*Aim of the exercise*: Every line below from the one containing "Target: overcast sky" to the final line must be reproduced exactly, and no other line may appear in the answer.

[Dataset entries]
____

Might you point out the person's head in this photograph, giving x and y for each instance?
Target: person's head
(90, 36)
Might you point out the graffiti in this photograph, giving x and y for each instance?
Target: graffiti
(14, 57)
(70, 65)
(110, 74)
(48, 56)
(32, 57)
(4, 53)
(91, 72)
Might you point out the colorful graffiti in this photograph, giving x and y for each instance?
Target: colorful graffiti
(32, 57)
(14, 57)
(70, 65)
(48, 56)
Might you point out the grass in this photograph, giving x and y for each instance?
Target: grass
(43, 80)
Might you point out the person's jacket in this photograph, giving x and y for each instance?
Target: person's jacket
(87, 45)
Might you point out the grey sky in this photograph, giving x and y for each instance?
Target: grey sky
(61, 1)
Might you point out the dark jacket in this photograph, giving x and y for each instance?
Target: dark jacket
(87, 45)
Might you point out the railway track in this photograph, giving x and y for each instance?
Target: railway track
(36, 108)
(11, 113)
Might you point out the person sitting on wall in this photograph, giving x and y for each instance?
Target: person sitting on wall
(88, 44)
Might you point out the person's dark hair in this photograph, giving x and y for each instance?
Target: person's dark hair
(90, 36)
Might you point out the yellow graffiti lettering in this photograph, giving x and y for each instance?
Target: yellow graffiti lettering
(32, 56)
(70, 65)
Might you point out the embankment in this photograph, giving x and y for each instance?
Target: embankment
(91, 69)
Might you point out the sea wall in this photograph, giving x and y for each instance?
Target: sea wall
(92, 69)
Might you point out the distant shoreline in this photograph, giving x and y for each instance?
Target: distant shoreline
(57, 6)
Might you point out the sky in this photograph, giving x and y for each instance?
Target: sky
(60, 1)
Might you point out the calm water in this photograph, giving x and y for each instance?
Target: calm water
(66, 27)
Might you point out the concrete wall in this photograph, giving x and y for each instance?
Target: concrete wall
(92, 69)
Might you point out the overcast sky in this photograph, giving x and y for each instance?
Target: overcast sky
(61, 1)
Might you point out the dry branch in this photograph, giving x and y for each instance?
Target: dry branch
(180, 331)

____

*Response to this exercise*:
Target: overcast sky
(61, 1)
Might you point out the dry branch in this photograph, giving x and y for each instance?
Target: dry branch
(180, 331)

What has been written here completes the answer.